[Document section — start]
Police said that both Hayes and Smith were carrying guns the night of the murder. In 2012, USA Today estimated that three quarters of NFL players owned guns. (By contrast, only 25 percent of Americans overall own a firearm, according to the General Social Survey.) Former Indianapolis Colts coach Tony Dungy recalls that he would ask players at the beginning of each season which of them had firearms, in order to remind them they would need to be registered in the state of Indiana. “I was always shocked at the number of guys who raised their hand,” Dungy told USA Today.“That was kind of eye-opening to me.”
Players often turn to guns to keep them safe. “You have to protect yourself,” Kansas City Chief defensive lineman Shaun Smith told the New York Daily News in 2012. “You work so hard to get to where you at, I’ll be damned if I’ll just let someone take it from me.” Former first-round pick Thomas Jones echoed those sentiments in an interview that same year with USA Today. “People will go to any length to take what you have,” he said. “If something happens to you,” he added, “you wish you had a firearm.”
The obsession with self defense among NFL players stems at least in small part from the 2007 murder of the Washington football team’s safety Sean Taylor, who was shot and killed in his Florida home during a break-in. But the most high-profile shooting incident in the league happened five years later. In December 2012, Chiefs linebacker Jovan Belcher shot himself in front of coach Romeo Crennel and team executives hours after killing his wife. The tragedy led several NFL players to turn in their guns.
The Belcher shooting also led to a brief, public debate about guns in the NFL. Several days after Belcher’s suicide, NBC’s Bob Costas criticized “gun culture” in a widely discussed Sunday night football telecast. At the league’s rookie symposium the following season — which famously features all sorts of lectures and “skits” about sexually transmitted diseases and people putting condoms on bananas — guns were a central topic. Former Bears defensive tackle Tank Johnson, who had been arrested for having a virtual arsenal of illegal weapons in his home, spoke at that year’s symposium, saying, “while you’re playing in the NFL, you do not need a gun for any reason.” But the topic of guns in the league lost its urgency. Johnson was not asked back to the rookie symposium the next season, and last week, the NFL canceled the event all together.
Until Payton’s comments, the NFL seemed more concerned with updating its policies on domestic violence than with the proliferation of guns among the league’s players.
[Document section — finish]
[Supplied information — start]
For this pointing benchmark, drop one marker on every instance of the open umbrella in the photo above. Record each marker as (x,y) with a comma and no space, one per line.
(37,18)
[Supplied information — finish]
[Questions on the material]
(1) In the text on NFL players and guns, write out the part starting at "The obsession with" and ending at "in their guns.", substituting "defensive end" for "linebacker".
(2) List every NFL team that the text on NFL players and guns mentions.

[Outputs by task]
(1)
The obsession with self defense among NFL players stems at least in small part from the 2007 murder of the Washington football team’s safety Sean Taylor, who was shot and killed in his Florida home during a break-in. But the most high-profile shooting incident in the league happened five years later. In December 2012, Chiefs defensive end Jovan Belcher shot himself in front of coach Romeo Crennel and team executives hours after killing his wife. The tragedy led several NFL players to turn in their guns.

(2)
- Indianapolis Colts
- Kansas City Chiefs
- Washington football team
- Bears